--- Data in this exercise Enclosed Below ---

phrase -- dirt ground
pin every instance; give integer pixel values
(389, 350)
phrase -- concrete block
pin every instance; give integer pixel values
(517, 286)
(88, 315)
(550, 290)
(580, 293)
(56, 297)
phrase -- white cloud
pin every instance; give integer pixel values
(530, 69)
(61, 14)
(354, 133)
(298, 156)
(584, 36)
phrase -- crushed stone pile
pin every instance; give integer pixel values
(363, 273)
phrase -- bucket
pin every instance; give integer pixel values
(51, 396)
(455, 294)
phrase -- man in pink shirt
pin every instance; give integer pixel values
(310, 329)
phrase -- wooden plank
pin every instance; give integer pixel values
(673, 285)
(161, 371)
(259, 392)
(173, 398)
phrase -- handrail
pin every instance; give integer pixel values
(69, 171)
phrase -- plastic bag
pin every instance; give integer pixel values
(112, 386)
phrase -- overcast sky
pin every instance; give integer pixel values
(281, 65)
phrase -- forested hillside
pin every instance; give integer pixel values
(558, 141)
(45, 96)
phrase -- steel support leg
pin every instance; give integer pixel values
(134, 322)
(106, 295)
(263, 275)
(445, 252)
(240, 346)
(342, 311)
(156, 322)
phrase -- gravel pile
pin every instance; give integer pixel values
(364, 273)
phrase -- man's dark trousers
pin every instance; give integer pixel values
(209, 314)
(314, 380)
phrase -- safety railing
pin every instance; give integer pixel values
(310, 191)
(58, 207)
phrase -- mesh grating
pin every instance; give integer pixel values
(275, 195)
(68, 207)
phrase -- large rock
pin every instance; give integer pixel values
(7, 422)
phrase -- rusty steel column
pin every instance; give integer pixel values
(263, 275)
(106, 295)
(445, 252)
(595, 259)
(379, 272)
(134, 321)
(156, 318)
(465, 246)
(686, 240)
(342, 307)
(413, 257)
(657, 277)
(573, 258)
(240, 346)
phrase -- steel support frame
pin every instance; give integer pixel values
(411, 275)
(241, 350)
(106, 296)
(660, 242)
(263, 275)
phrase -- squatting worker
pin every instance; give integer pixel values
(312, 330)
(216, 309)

--- End of Enclosed Data in this exercise ---
--- Data in this exercise Enclosed Below ---

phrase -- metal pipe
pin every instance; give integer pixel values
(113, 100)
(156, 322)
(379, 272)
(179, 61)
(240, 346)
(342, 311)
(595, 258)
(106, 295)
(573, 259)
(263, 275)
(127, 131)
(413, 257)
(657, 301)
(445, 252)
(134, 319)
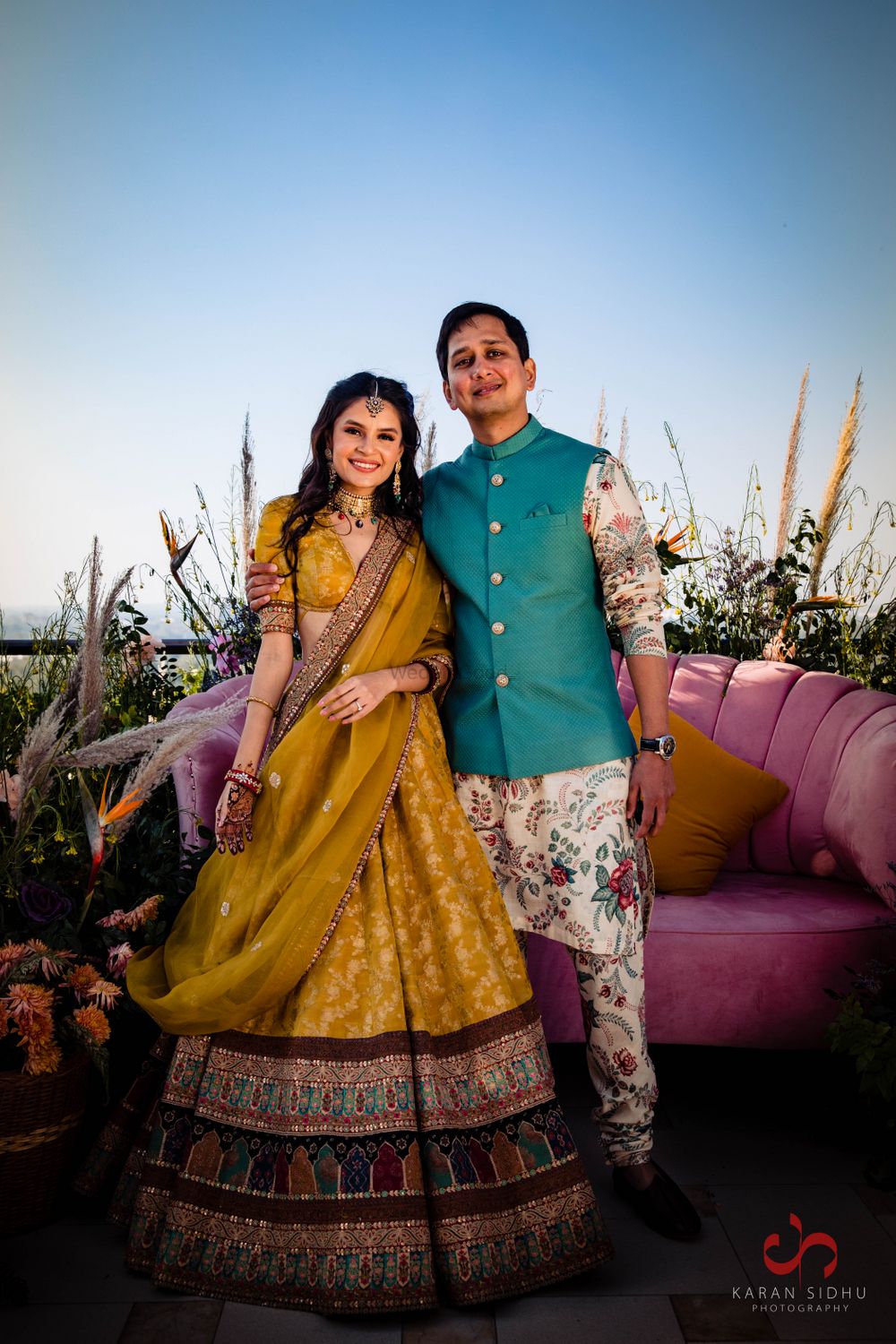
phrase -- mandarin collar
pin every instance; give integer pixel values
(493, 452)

--- End of Enclosed Data in this exercise ---
--- Data in this exercise Enclosed Below ---

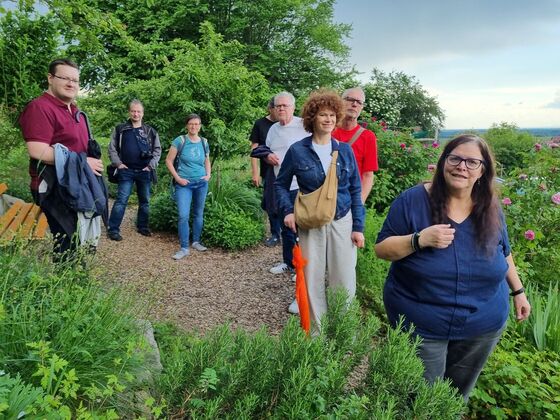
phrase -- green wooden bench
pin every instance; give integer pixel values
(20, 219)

--- End of Enclosed Data in this exercise ---

Leave out every line above except those from the line with "phrase -- dirt ground" up to and including the line with "phrase -- wooden plank", and copy those exactly.

phrase -- dirt ground
pin every instance; give integer pixel values
(389, 350)
phrase -- concrete block
pin every instance; give integer pixel values
(517, 286)
(88, 315)
(550, 290)
(580, 293)
(56, 297)
phrase -- white cloud
pin every instance; give integer pixel values
(530, 69)
(61, 14)
(354, 133)
(298, 156)
(584, 36)
phrase -- crushed stone pile
pin every instance; give integer pixel values
(363, 273)
phrase -- bucket
pin every instance; give integer pixel values
(51, 396)
(455, 294)
phrase -- man in pink shirt
pin every instance; give integer pixel values
(310, 329)
phrase -- wooden plank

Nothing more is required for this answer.